Revise the listing below, starting at the line containing "blue metal bar?" and ending at the line containing "212L94 212L94 182L95": change "region" to "area", keep everything else the same, and leave the pictures out.

**Exercise inputs:**
>>>

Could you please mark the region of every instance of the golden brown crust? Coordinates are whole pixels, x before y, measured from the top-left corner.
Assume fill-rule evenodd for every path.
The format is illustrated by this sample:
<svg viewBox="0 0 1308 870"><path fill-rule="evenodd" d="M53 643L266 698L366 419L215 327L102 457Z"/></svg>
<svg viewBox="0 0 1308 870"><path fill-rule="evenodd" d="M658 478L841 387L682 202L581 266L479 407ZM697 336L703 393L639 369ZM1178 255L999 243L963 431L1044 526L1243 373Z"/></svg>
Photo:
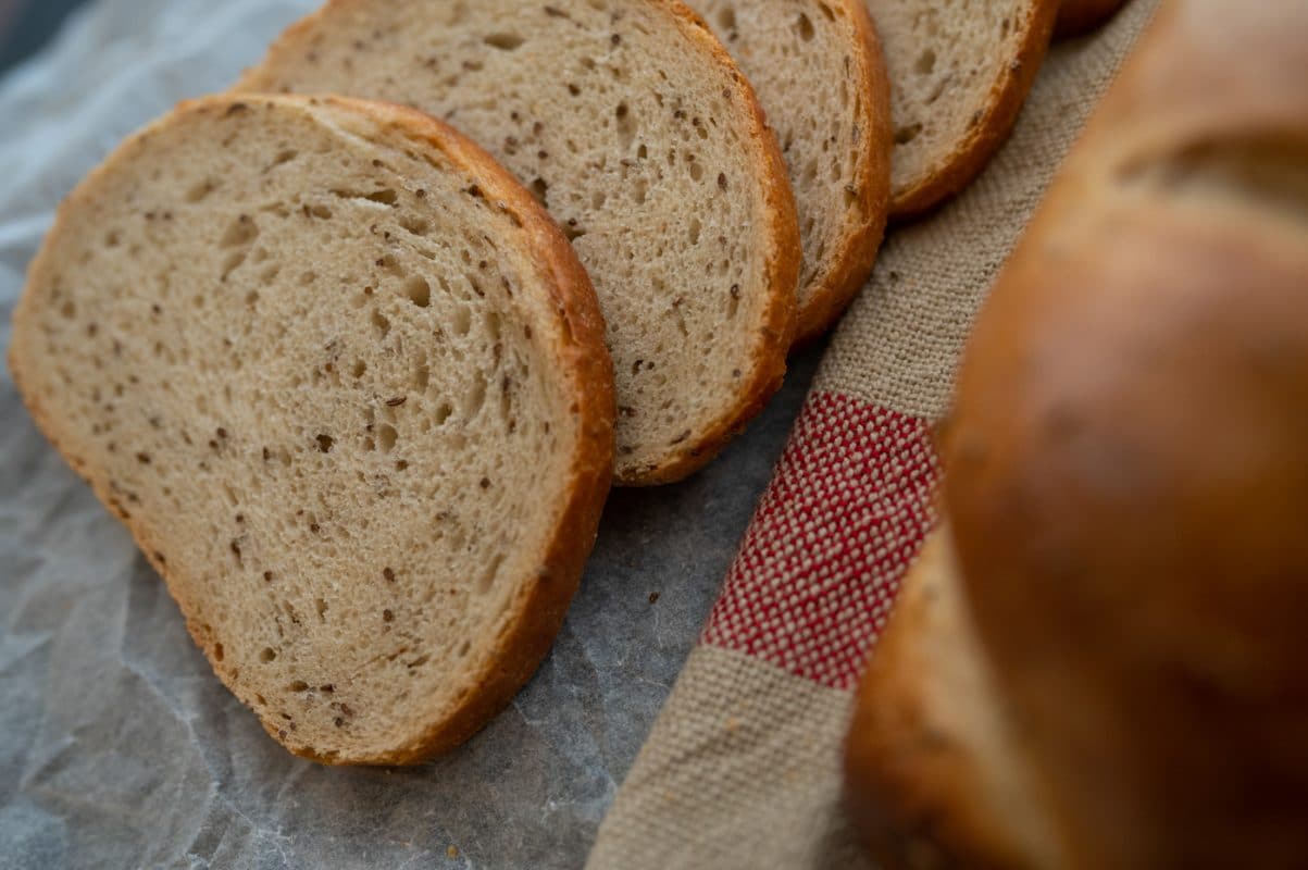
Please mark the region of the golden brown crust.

<<<
>>>

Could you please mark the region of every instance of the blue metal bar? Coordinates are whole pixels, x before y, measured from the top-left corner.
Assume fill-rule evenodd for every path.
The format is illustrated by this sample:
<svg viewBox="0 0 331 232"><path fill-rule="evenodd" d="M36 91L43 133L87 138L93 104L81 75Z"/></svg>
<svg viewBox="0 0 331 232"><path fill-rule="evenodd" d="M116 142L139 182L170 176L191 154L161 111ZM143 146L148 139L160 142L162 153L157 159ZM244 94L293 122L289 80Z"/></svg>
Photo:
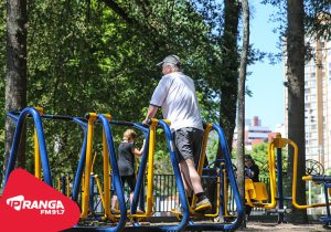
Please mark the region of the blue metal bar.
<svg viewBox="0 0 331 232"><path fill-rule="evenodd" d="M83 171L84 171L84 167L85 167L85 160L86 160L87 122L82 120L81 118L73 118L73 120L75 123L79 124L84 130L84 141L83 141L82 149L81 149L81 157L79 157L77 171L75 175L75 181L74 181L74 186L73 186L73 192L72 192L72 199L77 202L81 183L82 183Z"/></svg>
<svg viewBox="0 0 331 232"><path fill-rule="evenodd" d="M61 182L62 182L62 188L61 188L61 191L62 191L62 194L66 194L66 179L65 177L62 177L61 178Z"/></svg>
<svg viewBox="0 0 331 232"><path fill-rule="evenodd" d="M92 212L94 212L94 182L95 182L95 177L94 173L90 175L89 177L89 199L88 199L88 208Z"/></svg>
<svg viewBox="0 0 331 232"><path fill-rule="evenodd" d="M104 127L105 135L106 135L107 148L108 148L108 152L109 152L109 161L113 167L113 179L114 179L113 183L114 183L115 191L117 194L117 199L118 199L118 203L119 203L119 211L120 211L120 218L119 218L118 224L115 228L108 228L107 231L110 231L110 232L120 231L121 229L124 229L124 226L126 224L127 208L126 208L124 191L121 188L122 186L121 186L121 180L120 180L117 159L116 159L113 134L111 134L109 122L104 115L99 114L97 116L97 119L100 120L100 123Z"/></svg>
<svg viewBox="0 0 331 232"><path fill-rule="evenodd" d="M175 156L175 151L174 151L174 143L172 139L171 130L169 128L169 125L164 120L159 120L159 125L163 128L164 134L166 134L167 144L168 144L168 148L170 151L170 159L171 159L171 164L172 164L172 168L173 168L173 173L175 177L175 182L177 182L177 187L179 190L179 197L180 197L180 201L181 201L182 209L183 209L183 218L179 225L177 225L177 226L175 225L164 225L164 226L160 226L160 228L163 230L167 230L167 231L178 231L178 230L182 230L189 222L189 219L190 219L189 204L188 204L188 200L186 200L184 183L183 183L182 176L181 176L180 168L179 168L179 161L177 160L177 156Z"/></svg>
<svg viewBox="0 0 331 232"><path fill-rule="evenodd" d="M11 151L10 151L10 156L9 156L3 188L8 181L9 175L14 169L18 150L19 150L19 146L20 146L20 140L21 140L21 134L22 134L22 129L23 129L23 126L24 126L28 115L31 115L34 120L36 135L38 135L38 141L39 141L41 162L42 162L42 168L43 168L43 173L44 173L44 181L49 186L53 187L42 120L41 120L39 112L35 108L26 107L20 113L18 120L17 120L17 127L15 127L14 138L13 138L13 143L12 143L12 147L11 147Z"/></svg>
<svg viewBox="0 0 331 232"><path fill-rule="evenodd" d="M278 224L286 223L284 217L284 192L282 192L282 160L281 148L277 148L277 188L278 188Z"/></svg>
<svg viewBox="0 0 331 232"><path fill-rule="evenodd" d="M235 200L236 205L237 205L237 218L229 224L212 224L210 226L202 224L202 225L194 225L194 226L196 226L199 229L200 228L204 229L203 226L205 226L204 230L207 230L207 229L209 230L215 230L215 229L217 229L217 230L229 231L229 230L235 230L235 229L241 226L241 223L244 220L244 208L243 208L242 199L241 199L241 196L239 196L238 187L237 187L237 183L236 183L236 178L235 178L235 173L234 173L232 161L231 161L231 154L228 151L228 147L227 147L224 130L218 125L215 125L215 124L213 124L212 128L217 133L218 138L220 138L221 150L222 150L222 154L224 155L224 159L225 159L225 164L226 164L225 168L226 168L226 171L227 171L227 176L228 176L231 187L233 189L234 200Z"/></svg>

<<<

**Output:**
Could you please mark the area of every instance of the blue metal bar? Coordinates are whole pixels, x before y, measured from the top-left corner.
Assume fill-rule evenodd for every path.
The format is illustrated by this sample:
<svg viewBox="0 0 331 232"><path fill-rule="evenodd" d="M36 91L43 133L87 138L93 104L81 75Z"/></svg>
<svg viewBox="0 0 331 232"><path fill-rule="evenodd" d="M116 142L139 182L170 176L191 154L161 111ZM143 146L148 139L160 142L162 153L157 159ZM244 94L293 122L289 80Z"/></svg>
Photo:
Please mark the area of the blue metal bar.
<svg viewBox="0 0 331 232"><path fill-rule="evenodd" d="M83 171L84 171L84 167L85 167L85 160L86 160L87 122L82 120L81 118L73 118L73 120L75 123L79 124L84 130L84 141L83 141L82 149L81 149L81 157L79 157L77 171L75 175L75 181L74 181L74 186L73 186L73 192L72 192L72 199L77 202L81 183L82 183Z"/></svg>
<svg viewBox="0 0 331 232"><path fill-rule="evenodd" d="M61 182L62 182L62 188L61 188L61 191L62 191L62 194L66 194L66 179L65 177L62 177L61 178Z"/></svg>
<svg viewBox="0 0 331 232"><path fill-rule="evenodd" d="M92 212L94 212L94 182L95 182L95 177L94 173L90 175L89 177L89 199L88 199L88 208Z"/></svg>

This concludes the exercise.